### [Passage shown]
A reinforcement learning agent that plays Balatro autonomously, combining deep domain knowledge with PPO (Proximal Policy Optimization) to master the game's complex scoring mechanics, economy management, and joker synergy systems.
Goal: Achieve consistent Ante 8 clears (Phase 1), then push toward naneinf — the score ceiling where 64-bit floats overflow and the game displays "naneinf" (~1.80e308).
- How It Works
- Architecture
- Scoring Engine
- Joker Schema Database
- Project Structure
- Prerequisites
- Installation
- Usage
- Training Phases
- Key Design Decisions
- Acknowledgments
- License
Balatron connects to a live instance of Balatro through the BalatroBot mod, which exposes the full game state and accepts action commands via a JSON-RPC 2.0 HTTP API on 127.0.0.1:12346. No screen capture or computer vision is needed — the agent reads structured game data directly.
The agent observes the game state (hand cards, jokers, economy, blind targets, deck composition, shop contents), encodes it into an 814-dimensional vector, and uses a PPO neural network to select actions. A sophisticated heuristic layer validates and enhances the network's decisions with Balatro-specific domain knowledge — optimal hand selection, joker ordering, consumable usage, pack evaluation, and economy management.
Balatro Game
|
| JSON-RPC 2.0 (BalatroBot mod)
v
Game State Encoder (814-dim vector)
|
v
PPO Neural Network (shared trunk + 3 policy heads)
|
v
Action Mask (domain knowledge biasing)
|
v
Heuristic Validator (hand eval, scoring math, economy guards)

### [Given task 1]
In the Balatron description, reproduce the text from "The agent observes" to "and economy management.", replacing "heuristic layer" with "rule-based layer".
### [Given task 2]
According to the Balatron description, at what address and port does the BalatroBot mod's JSON-RPC 2.0 HTTP API run?
### [Given task 3]
Continue the Balatron description from where it stops.

### [Extracted material]
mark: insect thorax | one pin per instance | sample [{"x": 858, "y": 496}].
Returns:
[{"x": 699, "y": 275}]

--

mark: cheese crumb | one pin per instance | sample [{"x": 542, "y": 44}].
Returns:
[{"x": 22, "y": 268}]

--

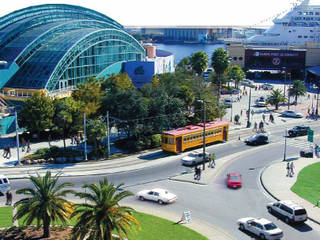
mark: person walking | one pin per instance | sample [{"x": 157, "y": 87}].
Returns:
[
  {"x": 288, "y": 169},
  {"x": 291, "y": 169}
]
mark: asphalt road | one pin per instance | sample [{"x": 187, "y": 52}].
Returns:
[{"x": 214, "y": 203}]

### [Task result 1]
The agent observes the game state (hand cards, jokers, economy, blind targets, deck composition, shop contents), encodes it into an 814-dimensional vector, and uses a PPO neural network to select actions. A sophisticated rule-based layer validates and enhances the network's decisions with Balatro-specific domain knowledge — optimal hand selection, joker ordering, consumable usage, pack evaluation, and economy management.

### [Task result 2]
127.0.0.1:12346

### [Task result 3]
|
v
API Action Command --> Balatro Game
Balatron uses a hybrid architecture that combines neural network learning with hard-coded Balatro expertise:
| Layer | Responsibility | Examples |
|---|---|---|
| Neural Network | Strategic decisions under uncertainty | When to reroll, which jokers to prioritize, when to leave the shop, blind skip timing |
| Action Mask | Logit biasing to guide exploration | Boost scoring jokers in shop, suppress bad jokers, penalize unaffordable items |
| Heuristic Guards | Validate and override bad decisions | Block selling your only joker, prevent buying when it tanks interest, force-buy Blueprint/Brainstorm, auto-buy Hermit, Soul card priority in packs |
| Scoring Engine | Full Balatro math for hand evaluation | Compute exact scores with joker effects, retriggers, editions, enhancements, boss debuffs |
| Strategic Advisor | Optimal hand/discard selection | plan_optimal_action() — evaluates all possible plays against blind target with draw probability |
Input (814) --> Shared Trunk (814 -> 768 -> 768 -> 512)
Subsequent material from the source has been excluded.